Stored data
# # #

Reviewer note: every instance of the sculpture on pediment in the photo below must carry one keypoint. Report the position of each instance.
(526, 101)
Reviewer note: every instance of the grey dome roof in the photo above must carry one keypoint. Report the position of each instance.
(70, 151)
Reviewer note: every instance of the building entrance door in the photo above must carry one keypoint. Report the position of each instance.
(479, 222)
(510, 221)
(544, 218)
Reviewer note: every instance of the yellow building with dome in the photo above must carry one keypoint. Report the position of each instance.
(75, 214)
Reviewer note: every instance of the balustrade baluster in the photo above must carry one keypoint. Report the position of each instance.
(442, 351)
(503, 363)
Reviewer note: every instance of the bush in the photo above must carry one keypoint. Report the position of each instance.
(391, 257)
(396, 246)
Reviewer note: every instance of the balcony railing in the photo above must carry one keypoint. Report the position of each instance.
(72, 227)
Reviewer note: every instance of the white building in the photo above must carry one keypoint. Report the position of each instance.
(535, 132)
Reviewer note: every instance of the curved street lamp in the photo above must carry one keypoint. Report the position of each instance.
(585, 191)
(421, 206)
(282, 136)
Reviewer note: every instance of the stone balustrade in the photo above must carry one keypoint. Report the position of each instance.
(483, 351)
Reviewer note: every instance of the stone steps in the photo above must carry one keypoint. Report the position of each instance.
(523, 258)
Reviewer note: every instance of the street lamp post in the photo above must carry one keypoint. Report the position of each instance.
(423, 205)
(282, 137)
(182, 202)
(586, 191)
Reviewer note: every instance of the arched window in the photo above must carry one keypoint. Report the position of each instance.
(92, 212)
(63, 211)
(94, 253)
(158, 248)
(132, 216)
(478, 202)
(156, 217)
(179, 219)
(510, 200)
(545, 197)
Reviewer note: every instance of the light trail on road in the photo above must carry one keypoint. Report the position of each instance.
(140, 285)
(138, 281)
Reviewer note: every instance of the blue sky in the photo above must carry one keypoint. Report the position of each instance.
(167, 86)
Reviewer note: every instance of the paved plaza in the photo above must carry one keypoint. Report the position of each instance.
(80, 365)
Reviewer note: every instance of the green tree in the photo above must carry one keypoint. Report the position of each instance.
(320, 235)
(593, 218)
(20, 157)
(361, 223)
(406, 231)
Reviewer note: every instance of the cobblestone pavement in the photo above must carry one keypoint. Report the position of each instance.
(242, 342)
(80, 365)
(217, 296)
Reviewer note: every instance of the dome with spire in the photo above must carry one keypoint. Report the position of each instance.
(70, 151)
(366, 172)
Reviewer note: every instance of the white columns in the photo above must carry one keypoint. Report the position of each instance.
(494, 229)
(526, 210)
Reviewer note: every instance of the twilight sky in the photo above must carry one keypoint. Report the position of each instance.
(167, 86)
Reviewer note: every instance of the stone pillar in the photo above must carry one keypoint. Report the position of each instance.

# # #

Try it
Give exactly, and nothing besides, the lines from the one in which "Reviewer note: every instance of the street" occurs through the end of the records.

Written solution
Reviewer note: every instance of the street lamp post in the photo above must carry one keypoint. Report the position of each instance.
(423, 205)
(282, 137)
(182, 202)
(586, 191)
Reviewer note: every instance of the arched window in the photo above must carry one keypoint. Report the position of each instance.
(92, 212)
(63, 211)
(94, 253)
(158, 248)
(132, 216)
(478, 202)
(156, 217)
(179, 219)
(510, 200)
(545, 197)
Reviewer note: every instance of the light trail on road in the photo above must carry one keypoint. Report the position of each instance.
(140, 285)
(138, 281)
Reviewer note: every instance of the blue sky in the photo above must carry one keypoint. Report the position of each instance.
(167, 86)
Reviewer note: every instance of the paved plaza in the photo above must carry one keypoint. Report the position of each instance.
(80, 365)
Reviewer note: every instance of the green tree in the photo above must carry one keypoint. Report the position of each instance.
(320, 235)
(593, 218)
(20, 157)
(361, 223)
(406, 231)
Reviewer note: every instance of the cobblestone pavement in the photo above must carry one keypoint. Report the position of each instance.
(242, 342)
(80, 365)
(217, 296)
Reviewer note: every instance of the dome with spire in the photo above must carry one keypoint. Report the position of each instance.
(70, 151)
(366, 172)
Reviewer note: every instance of the white columns in the photo above must carry one keypoint. Report the position of each instance.
(494, 229)
(526, 210)
Reviewer note: every instance of the twilight sky in the photo above must carry one keypoint. Report the position of each instance.
(167, 86)
Reviewer note: every instance of the stone pillar in the photo above must carry one keypoint. Report the position of each instance.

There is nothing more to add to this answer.